Kleinian groups: Problems 5–14.
In the 60’s, Lipman Bers constructed an embedding of Teichmüller space as a bounded domain in \({\mathbb C}^n\). He deduced using a topological argument that most points in the frontier of this embedding did correspond to Kleinian groups which are degenerate, in the sense that they are not geometrically finite (see also [G]). Explicit examples of degenerate groups had been given by Troels Jørgensen in [Jo1] (see also [Jo2], a preprint from around 1975 which describes the fundamental domains for doubly degenerate once punctured torus groups). But before Thurston, no general geometric properties of degenerate Kleinian groups had been established. For proving the Hyperbolization Theorem, Thurston needed to consider those Kleinian groups and he began their study. Problems 5 to 14 address mostly those groups.
5. Are all Kleinian groups geometrically tame?
Let \(G\) be a finitely generated Kleinian group with infinite covolume that we will also suppose without parabolic elements for this exposition. By a Theorem of Peter Scott, the quotient manifold \(N={\mathbb H} ^3/G\) has a compact core, i.e.,, a codimension 0 submanifold \(M\) such that the inclusion \(M\hookrightarrow N\) is a homotopy equivalence. Each component of \(\partial M\) separates the interior of \(M\) from an end of \(N\). The groups studied by Thurston in §8 and §9 of [Th1] have the following two properties: (1) \(M\) is boundary-incompressible (i.e., \(G\) does not split as a free product or as an HNN extension over the trivial group) and (2) \(G\) is a limit of geometrically finite groups (i.e., the inclusion homomorphism \(G\to \mathrm{PSL(2},{\mathbb C})\) is a limit of group embeddings \(\rho _i : G\to \mathrm{PSL(2},{\mathbb C})\) such that for all \(i\), the manifold \({\mathbb H}^3/\rho _i (G)\) has a compact core with convex boundary). A consequence of (1) is that for any boundary component \(S\) of \(\partial M\) bounding an end \(E\), the inclusion \(S \hookrightarrow E \) is a homotopy equivalence. Thurston introduced the notion of pleated surface (also called uncrumpled surface in [Th1], §8). He showed that when \(G\) satisfies (2), then each end of \(N\) is geometrically tame, i.e., either \(E\) is geometrically finite, or there exists a sequence of pleated surfaces \(f_i : S\to E\) homotopic to the inclusion map \(S\hookrightarrow E\) and such that the maps \(f_i\) tend to \(\infty\). The existence of this sequence has two important consequences. First \(N\) is topologically tame: it is diffeomorphic to the interior of a compact 3-manifold. Second, \(N\) is analytically tame, a property that implies in particular that \(G\) satisfies the Ahlfors conjecture which says that the Lebesgue measure of the limit set of any finitely generated Kleinian group is \(0\) or \(1\); even more, analytical tameness implies that the action of \(G\) on its limit set is ergodic when this limit set has full measure. The notion of “geometric tameness” which appears in Problem 5 is this one. As indicated before, Thurston had solved this problem for the Kleinian groups which satisfy (1) and (2) in [Th1].

■ ■ ■ ■

# Requirement 1
In the Kleinian groups passage, what other name does [Th1], §8, use for a pleated surface?
# Requirement 2
Copy everything in the Kleinian groups passage from "Kleinian groups: Problems" down to "mostly those groups.".
The listing that comes next is separate material, unrelated to the Kleinian groups passage.

# Dataset extract

■ ■ ■ ■

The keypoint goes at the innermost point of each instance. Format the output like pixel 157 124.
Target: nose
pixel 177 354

■ ■ ■ ■

# Complete output 1
Uncrumpled surface.

# Complete output 2
Kleinian groups: Problems 5–14.
In the 60’s, Lipman Bers constructed an embedding of Teichmüller space as a bounded domain in \({\mathbb C}^n\). He deduced using a topological argument that most points in the frontier of this embedding did correspond to Kleinian groups which are degenerate, in the sense that they are not geometrically finite (see also [G]). Explicit examples of degenerate groups had been given by Troels Jørgensen in [Jo1] (see also [Jo2], a preprint from around 1975 which describes the fundamental domains for doubly degenerate once punctured torus groups). But before Thurston, no general geometric properties of degenerate Kleinian groups had been established. For proving the Hyperbolization Theorem, Thurston needed to consider those Kleinian groups and he began their study. Problems 5 to 14 address mostly those groups.